*EXCERPTED TEXT*
________________________

Section 7-109-102.  Authority to indemnify directors.

     (1)  Except as provided in subsection (4) of this section, a
corporation may indemnify a
     person made a party to the proceeding because the person is or
was a director against liability
     incurred in any proceeding if:

          (a)  The person conducted himself or herself in good
faith;

          (b)  The person reasonably believed:

               (I)  In the case of conduct in an official capacity
with the corporation, that his
               or her conduct was in the corporation's best
interests; or

               (II) In all other cases, that his or her conduct was
at least not opposed to the
               corporation's best interests; and 

          (c)  In the case of any criminal proceeding, the person
had no reasonable cause to
          believe his or her conduct was unlawful.

     (2)  A director's conduct with respect to an employee benefit
plan for a purpose the director
     reasonably believed to be in the interests of the participants
in or beneficiaries of the plan is
     conduct that satisfies the requirements of subparagraph (II)
of paragraph (b) of subsection (1) of
     this section.  A director's conduct with respect to an
employee benefit plan for a purpose that the
     director did not reasonably believe to be in the interests of
the participants in or beneficiaries of
     the plan shall be deemed not to satisfy the requirements of
subparagraph (a) of subsection (1)
     of this section.

     (3)  The termination of any proceeding by judgment, order,
settlement, or conviction, or upon
     a plea of nolo contendere or its equivalent, is not, of
itself, determinative that the director did not
     meet the standard of conduct described in this section.

________________________

*TO-DO LIST*
(1) Translate this sentence from the statute excerpt into Spanish: "The termination of any proceeding by judgment, order, settlement, or conviction, or upon a plea of nolo contendere or its equivalent, is not, of itself, determinative that the director did not meet the standard of conduct described in this section."
(2) List every way of ending a proceeding that subsection (3) of the statute excerpt names.
(3) For each statement, say whether the statute excerpt supports it, and quote the words that decide it.
(a) Under subsection (1), the person must have conducted himself or herself in good faith.
(b) A settlement of a proceeding by itself shows that the director failed to meet the standard of conduct.
(c) Conduct regarding an employee benefit plan, for a purpose the director did not reasonably believe to be in the participants' interests, is deemed to satisfy subparagraph (a) of subsection (1).
The items that come next have no connection to the statute excerpt.

*PROVIDED DATA*
________________________

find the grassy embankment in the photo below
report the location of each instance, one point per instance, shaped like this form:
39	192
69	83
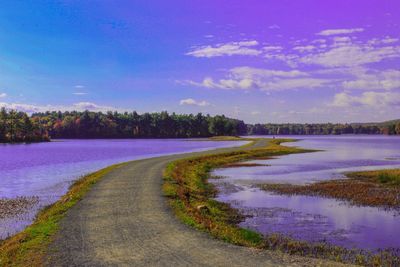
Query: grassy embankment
191	197
28	248
369	188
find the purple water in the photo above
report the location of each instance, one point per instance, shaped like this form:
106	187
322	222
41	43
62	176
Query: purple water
316	218
46	170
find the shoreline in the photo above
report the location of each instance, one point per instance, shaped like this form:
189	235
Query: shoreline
31	247
191	199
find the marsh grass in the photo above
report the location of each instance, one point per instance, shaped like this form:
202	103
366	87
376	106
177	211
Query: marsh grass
28	248
191	196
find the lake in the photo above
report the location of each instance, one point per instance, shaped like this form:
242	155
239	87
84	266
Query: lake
309	218
46	170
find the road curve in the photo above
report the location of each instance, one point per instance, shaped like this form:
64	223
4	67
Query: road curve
125	221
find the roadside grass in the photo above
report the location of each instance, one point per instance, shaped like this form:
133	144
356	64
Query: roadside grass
191	197
28	248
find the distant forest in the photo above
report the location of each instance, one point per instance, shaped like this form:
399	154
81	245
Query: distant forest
19	127
388	128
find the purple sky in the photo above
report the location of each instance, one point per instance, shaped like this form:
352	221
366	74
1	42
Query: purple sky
260	61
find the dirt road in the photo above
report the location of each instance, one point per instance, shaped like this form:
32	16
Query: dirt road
125	221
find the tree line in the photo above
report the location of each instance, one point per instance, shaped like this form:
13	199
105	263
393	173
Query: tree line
133	125
20	127
323	129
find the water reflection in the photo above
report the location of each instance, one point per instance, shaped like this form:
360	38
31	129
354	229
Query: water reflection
316	218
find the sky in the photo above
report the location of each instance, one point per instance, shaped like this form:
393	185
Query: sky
256	60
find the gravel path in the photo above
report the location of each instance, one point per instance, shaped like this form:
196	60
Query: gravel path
125	221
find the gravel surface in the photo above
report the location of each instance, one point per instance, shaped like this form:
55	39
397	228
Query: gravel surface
125	221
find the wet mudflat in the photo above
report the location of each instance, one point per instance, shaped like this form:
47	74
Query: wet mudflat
313	218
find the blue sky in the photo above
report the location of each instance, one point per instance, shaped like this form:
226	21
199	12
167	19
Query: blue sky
260	61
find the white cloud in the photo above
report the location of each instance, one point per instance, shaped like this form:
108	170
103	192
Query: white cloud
339	31
274	27
272	48
245	78
306	48
258	72
351	55
79	93
192	102
377	80
371	99
228	49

________________________

*TASK RESULTS*
(1) La terminación de cualquier procedimiento mediante sentencia, orden, acuerdo o condena, o mediante una declaración de nolo contendere o su equivalente, no es, por sí misma, determinante de que el director no cumplió con el estándar de conducta descrito en esta sección.

(2)
- judgment
- order
- settlement
- conviction
- a plea of nolo contendere or its equivalent

(3)
(a) Yes: "The person conducted himself or herself in good faith"
(b) No: "is not, of itself, determinative that the director did not meet the standard of conduct described in this section"
(c) No: "shall be deemed not to satisfy the requirements of subparagraph (a) of subsection (1)"